• **Your goal**
Copy every line from the start of the entries through the line holding "600,130,640,209", inclusive. Shift each bounding-box coordinate in the answers up by 76 and leave all other lines as they are.

• **Data for processing**
============

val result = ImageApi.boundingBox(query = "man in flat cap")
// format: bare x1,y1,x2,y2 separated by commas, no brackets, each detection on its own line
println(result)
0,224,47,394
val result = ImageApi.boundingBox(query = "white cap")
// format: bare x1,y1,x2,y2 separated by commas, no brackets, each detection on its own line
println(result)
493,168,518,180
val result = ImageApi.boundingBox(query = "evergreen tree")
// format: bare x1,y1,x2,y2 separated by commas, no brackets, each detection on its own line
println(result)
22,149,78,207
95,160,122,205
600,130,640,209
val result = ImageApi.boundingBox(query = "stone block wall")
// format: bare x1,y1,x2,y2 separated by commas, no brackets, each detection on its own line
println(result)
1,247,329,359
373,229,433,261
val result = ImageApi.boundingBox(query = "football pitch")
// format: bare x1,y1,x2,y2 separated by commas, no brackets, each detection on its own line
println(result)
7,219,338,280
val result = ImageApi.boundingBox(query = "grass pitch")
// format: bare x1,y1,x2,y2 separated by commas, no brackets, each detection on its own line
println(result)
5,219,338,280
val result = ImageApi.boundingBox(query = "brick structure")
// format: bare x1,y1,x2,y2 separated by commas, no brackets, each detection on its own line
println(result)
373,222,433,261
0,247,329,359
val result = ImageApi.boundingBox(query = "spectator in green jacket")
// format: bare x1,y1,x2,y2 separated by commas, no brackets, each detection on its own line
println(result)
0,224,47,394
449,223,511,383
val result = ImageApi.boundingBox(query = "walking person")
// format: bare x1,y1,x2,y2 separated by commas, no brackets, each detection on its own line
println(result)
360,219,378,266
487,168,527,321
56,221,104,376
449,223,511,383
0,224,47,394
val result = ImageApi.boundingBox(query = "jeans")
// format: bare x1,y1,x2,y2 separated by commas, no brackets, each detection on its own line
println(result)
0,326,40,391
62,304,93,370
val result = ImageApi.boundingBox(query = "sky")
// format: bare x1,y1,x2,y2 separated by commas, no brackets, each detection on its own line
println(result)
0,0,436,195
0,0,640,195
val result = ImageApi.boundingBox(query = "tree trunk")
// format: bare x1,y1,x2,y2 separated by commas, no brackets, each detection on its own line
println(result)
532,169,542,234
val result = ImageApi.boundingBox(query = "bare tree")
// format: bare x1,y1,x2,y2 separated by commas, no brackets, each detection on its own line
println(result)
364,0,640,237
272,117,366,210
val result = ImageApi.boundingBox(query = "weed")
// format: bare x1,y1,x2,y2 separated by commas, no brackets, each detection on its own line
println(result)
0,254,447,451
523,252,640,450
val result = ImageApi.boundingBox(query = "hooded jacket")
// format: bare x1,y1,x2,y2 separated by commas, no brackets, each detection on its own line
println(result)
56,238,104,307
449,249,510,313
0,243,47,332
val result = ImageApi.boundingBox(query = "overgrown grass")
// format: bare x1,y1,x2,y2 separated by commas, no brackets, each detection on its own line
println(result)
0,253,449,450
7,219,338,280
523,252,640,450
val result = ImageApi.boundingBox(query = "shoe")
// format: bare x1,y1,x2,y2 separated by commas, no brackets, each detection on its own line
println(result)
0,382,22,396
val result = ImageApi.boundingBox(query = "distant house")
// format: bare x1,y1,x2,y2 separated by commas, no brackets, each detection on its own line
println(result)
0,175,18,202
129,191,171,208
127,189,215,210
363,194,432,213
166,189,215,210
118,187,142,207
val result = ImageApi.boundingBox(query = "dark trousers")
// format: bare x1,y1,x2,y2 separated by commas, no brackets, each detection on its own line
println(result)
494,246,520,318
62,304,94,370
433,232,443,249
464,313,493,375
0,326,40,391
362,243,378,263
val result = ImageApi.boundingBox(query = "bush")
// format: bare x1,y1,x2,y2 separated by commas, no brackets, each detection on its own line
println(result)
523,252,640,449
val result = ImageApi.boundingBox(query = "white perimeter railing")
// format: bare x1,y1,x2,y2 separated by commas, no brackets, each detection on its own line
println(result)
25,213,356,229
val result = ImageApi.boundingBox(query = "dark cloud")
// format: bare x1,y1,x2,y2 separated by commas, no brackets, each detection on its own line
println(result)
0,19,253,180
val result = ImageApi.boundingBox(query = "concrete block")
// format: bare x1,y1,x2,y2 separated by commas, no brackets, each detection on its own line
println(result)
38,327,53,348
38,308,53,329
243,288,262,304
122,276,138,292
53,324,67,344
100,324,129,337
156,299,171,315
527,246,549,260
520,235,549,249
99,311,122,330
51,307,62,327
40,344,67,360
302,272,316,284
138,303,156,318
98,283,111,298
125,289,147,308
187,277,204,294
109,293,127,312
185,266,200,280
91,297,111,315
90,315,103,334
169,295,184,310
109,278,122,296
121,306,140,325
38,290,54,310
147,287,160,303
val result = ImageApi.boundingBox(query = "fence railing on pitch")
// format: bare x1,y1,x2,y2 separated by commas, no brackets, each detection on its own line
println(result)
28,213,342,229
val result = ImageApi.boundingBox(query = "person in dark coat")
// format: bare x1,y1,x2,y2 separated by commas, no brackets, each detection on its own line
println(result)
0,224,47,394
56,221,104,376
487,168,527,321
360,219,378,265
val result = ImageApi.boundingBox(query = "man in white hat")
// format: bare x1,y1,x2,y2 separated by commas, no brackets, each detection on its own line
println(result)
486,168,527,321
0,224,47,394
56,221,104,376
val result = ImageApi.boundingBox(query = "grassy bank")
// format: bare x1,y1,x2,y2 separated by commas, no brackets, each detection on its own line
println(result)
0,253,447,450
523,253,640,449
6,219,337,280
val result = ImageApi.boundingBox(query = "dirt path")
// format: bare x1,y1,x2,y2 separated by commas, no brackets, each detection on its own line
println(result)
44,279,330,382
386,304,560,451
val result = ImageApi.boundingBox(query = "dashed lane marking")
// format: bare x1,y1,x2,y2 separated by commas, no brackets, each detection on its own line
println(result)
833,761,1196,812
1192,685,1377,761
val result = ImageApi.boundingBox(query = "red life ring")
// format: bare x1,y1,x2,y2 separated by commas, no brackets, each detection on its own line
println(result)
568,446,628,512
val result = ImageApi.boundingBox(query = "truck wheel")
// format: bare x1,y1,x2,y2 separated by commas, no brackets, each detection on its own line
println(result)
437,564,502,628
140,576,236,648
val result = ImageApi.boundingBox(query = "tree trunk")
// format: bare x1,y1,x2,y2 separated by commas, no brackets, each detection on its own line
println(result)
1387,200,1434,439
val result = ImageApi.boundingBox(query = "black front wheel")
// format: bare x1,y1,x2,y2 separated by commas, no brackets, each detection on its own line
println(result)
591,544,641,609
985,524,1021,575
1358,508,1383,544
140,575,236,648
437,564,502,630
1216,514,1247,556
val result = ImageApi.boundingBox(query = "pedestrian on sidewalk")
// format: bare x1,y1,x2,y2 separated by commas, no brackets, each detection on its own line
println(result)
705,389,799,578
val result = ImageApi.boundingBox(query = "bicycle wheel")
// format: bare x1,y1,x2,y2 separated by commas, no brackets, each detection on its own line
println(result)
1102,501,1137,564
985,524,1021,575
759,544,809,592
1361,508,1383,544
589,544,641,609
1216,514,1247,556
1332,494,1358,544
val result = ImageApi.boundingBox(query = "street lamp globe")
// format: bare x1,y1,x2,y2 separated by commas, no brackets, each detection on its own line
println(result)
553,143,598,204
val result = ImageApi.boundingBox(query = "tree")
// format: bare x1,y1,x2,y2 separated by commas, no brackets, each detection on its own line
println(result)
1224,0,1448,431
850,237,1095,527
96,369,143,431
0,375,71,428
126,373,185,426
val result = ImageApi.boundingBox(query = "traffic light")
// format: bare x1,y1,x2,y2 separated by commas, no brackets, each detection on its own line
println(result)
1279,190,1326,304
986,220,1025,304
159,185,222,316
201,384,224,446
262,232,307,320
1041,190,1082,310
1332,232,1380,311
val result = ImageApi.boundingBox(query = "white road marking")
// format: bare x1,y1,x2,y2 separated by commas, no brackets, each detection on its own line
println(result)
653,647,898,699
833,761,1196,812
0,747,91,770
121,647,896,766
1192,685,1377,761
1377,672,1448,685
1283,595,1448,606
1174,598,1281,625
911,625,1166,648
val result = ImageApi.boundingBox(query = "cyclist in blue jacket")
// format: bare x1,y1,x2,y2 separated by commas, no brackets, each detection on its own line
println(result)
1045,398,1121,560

============

• **Reply**
val result = ImageApi.boundingBox(query = "man in flat cap")
// format: bare x1,y1,x2,y2 separated by commas, no brackets, each detection on its own line
println(result)
76,300,123,470
val result = ImageApi.boundingBox(query = "white cap")
// format: bare x1,y1,x2,y2 separated by commas, no brackets, each detection on its own line
println(result)
569,244,594,256
val result = ImageApi.boundingBox(query = "evergreen tree")
// format: bare x1,y1,x2,y2 separated by commas, no brackets, each detection on its own line
println(result)
98,225,154,283
171,236,198,281
676,206,716,285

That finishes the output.